> Page extract:
____________

UNITED STATES
SECURITIES AND EXCHANGE COMMISSION
Washington, D.C. 20549
FORM 8-K
CURRENT REPORT
Pursuant to Section 13 or 15(d)
of the Securities Exchange Act of 1934
Date of Report (Date of earliest event reported): November 9, 2009
THE WESTERN UNION COMPANY
(Exact name of registrant as specified in its charter)
Delaware | 001-32903 | 20-4531180 | ||
(State or other jurisdiction of incorporation) |
(Commission File Number) |
(IRS Employer Identification No.) |
12500 East Belford Avenue Englewood, Colorado |
80112 | |
(Address of principal executive offices) | (Zip Code) |
Registrants telephone number, including area code (866) 405-5012
N/A
(Former name or former address, if changed since last report)
Check the appropriate box below if the Form 8-K filing is intended to simultaneously satisfy the filing obligation of the registrant under any of the following provisions:
¨ | Written communications pursuant to Rule 425 under the Securities Act (17 CFR 230.425) |
¨ | Soliciting material pursuant to Rule 14a-12 under the Exchange Act (17 CFR 240.14a-12) |
¨ | Pre-commencement communications pursuant to Rule 14d-2(b) under the Exchange Act (17 CFR 240.14d-2(b)) |
¨ | Pre-commencement communications pursuant to Rule 13e-4(c) under the Exchange Act (17 CFR 240.13e-4(c)) |
Item 5.02. | Departure of Directors or Certain Officers; Election of Directors; Appointment of Certain Officers; Compensatory Arrangements of Certain Officers. |
(c) and (e)
On November 9, 2009, The Western Union Company (the Company) issued a press release announcing that Hikmet Ersek, Executive Vice President and Managing Director, Europe, Middle East, Africa and Asia Pacific Region, has been appointed to the position of Chief Operating Officer of the Company, effective January 1, 2010. A copy of the press release is attached hereto as Exhibit 99.1.
On November 9, 2009, Western Union Financial Services GmbH (Western Union Austria), a subsidiary of the Company, and Mr. Ersek entered into an Employment Contract (the Employment Contract) and Western Union Austria, the Company and Mr. Ersek entered into an Expatriate Letter Agreement (the Expatriate Agreement), which forms a part of the Employment Contract during the term of the Expatriate Agreement (the Employment Contract and the Expatriate Agreement are collectively referred to herein as the Employment Agreement). The Employment Agreement, as described in this Item 5.02 below, supersedes an Employment Agreement dated as of April 29, 1999 previously entered into between Western Union Austria and Mr. Ersek, as amended.

____________

> Data extract:
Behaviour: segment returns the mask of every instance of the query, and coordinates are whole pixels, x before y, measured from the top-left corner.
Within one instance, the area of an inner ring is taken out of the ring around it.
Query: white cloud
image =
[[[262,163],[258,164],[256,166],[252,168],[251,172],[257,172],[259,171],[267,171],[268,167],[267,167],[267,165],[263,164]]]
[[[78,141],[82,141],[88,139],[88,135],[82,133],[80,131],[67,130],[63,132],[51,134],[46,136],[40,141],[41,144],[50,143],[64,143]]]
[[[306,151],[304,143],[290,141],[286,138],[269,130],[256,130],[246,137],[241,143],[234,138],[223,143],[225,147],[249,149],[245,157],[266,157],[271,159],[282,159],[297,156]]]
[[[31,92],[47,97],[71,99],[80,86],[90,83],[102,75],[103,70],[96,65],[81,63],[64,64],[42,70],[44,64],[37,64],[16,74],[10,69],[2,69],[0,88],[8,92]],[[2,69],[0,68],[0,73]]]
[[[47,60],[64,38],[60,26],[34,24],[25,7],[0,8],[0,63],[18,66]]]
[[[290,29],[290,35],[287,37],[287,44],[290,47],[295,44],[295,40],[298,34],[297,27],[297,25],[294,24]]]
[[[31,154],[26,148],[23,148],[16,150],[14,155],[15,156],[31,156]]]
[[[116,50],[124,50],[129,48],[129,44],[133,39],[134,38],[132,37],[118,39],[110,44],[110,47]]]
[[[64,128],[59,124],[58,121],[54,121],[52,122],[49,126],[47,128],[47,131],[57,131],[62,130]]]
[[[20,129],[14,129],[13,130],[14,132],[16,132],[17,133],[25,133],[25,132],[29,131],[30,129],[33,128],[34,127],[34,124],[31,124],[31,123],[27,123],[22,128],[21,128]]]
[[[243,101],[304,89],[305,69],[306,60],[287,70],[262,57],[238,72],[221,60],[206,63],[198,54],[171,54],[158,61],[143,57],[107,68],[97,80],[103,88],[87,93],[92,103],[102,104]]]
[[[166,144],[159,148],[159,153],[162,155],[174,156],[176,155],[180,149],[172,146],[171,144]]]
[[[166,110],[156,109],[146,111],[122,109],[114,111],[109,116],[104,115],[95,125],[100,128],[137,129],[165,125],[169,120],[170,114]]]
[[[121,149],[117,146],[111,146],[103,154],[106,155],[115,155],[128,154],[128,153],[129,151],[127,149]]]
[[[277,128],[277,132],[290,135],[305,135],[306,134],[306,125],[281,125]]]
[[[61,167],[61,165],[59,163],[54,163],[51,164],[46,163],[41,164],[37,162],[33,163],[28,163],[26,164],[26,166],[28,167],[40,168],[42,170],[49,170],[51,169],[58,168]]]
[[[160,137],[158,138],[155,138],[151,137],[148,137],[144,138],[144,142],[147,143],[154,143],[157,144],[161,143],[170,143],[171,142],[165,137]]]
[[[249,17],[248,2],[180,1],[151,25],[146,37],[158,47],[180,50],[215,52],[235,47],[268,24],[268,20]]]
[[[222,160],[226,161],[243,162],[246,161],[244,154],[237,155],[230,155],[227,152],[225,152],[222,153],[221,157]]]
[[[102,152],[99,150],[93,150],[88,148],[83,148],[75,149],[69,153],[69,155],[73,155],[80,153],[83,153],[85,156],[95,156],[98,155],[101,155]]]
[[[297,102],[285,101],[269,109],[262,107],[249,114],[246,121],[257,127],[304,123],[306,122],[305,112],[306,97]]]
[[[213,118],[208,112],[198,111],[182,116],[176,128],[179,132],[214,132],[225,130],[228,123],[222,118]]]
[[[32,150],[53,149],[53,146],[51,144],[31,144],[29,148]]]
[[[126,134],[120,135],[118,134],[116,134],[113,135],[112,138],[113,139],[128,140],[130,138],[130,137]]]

____________

> Problem: Update the Form 8-K filing from "UNITED STATES" up to and including "in its charter)", replacing "November 9, 2009" with "November 10, 2009".

> Response below:
UNITED STATES
SECURITIES AND EXCHANGE COMMISSION
Washington, D.C. 20549
FORM 8-K
CURRENT REPORT
Pursuant to Section 13 or 15(d)
of the Securities Exchange Act of 1934
Date of Report (Date of earliest event reported): November 10, 2009
THE WESTERN UNION COMPANY
(Exact name of registrant as specified in its charter)